(Problems to solve):
A. Transcribe the quetiapine passage from "Quetiapine was developed" up to and including "major depressive disorder.".
B. For which receptors does the quetiapine passage give an IC50 value, and what is each value?

(Page extract):
'''

Quetiapine was developed in 1985, with much of the basic research on the compound occurring right here in Delaware, by ICI, later Zeneca, and then what has became Astra-Zeneca. It was initially approved for medical use in the United States in 1997, and the FDA eventually approved it for the treatment of schizophrenia and for acute manic episodes associated with bipolar disorder (bipolar mania) and finally for treatment of bipolar depression. In 2009, quetiapine XR was approved as adjunctive treatment of major depressive disorder.
Quetiapine meets the definition of an atypical antipsychotic in that it antagonizes both the D2 and 5HT2-A receptors, but with greater antagonism for serotonin receptors than for dopamine receptors. Like all atypical antipsychotics, quetiapine binds to a multitude of other receptors, and while it is tempting to ascribe certain drug characteristics to a specific receptor, to do so is premature based on what is the true state of our scientific understanding of the brain and these neural pathways. Nonetheless, the drug does have significant α1-adrenergic (IC50 = 94nM) and α2-adrenergic receptor (IC50 = 271nM) antagonist binding affinities, and is a very potent H1 receptor (IC50 = 30nM) antagonist.

'''

[Dataset entries]

'''

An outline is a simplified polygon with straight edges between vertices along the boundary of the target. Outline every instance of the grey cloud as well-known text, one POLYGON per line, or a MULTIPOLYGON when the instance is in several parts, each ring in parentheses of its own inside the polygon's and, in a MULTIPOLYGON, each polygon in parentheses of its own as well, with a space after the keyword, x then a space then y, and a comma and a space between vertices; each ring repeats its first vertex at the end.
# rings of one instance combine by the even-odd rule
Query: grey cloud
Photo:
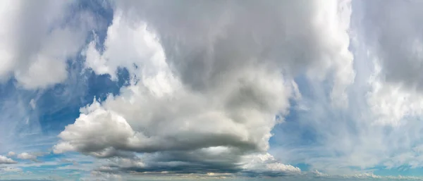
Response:
POLYGON ((423 88, 422 7, 419 1, 366 1, 360 7, 369 49, 379 59, 384 80, 413 89, 423 88))
MULTIPOLYGON (((246 169, 240 167, 247 165, 245 156, 268 150, 271 130, 279 123, 275 115, 288 113, 295 94, 293 77, 330 77, 337 101, 353 81, 349 11, 338 14, 348 3, 128 1, 114 6, 105 49, 97 50, 94 39, 82 55, 97 74, 114 79, 118 68, 125 68, 133 78, 119 95, 82 108, 59 135, 56 154, 129 159, 121 154, 137 152, 152 156, 135 167, 144 171, 238 172, 246 169), (314 18, 326 11, 336 15, 314 18), (225 148, 224 154, 215 147, 225 148), (179 163, 187 169, 173 165, 179 163)), ((300 171, 266 156, 275 163, 254 164, 276 173, 300 171)))

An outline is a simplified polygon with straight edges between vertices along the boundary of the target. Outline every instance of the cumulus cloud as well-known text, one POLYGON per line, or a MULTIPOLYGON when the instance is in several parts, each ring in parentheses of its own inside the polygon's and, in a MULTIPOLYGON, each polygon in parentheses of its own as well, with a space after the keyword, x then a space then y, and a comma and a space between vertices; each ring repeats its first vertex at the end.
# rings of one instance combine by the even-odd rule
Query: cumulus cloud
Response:
POLYGON ((298 74, 331 80, 333 106, 348 105, 350 13, 348 1, 117 1, 104 49, 96 37, 82 54, 96 74, 131 79, 81 108, 54 151, 118 156, 136 171, 298 173, 266 154, 271 131, 300 97, 298 74))
POLYGON ((67 61, 77 55, 95 25, 88 13, 73 17, 75 4, 49 0, 1 4, 0 23, 8 28, 0 32, 0 80, 14 77, 23 87, 37 89, 67 78, 67 61))
POLYGON ((16 155, 16 153, 13 152, 13 151, 9 151, 7 154, 7 156, 15 156, 16 155))
POLYGON ((0 164, 11 164, 17 163, 18 162, 12 160, 11 158, 7 158, 4 156, 0 156, 0 164))
POLYGON ((18 156, 16 156, 16 157, 19 159, 23 159, 23 160, 32 160, 32 161, 37 160, 37 156, 31 154, 28 154, 26 152, 21 153, 21 154, 18 154, 18 156))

'''

(List of answers):
A.
Quetiapine was developed in 1985, with much of the basic research on the compound occurring right here in Delaware, by ICI, later Zeneca, and then what has became Astra-Zeneca. It was initially approved for medical use in the United States in 1997, and the FDA eventually approved it for the treatment of schizophrenia and for acute manic episodes associated with bipolar disorder (bipolar mania) and finally for treatment of bipolar depression. In 2009, quetiapine XR was approved as adjunctive treatment of major depressive disorder.

B.
- α1-adrenergic receptor: IC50 = 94nM
- α2-adrenergic receptor: IC50 = 271nM
- H1 receptor: IC50 = 30nM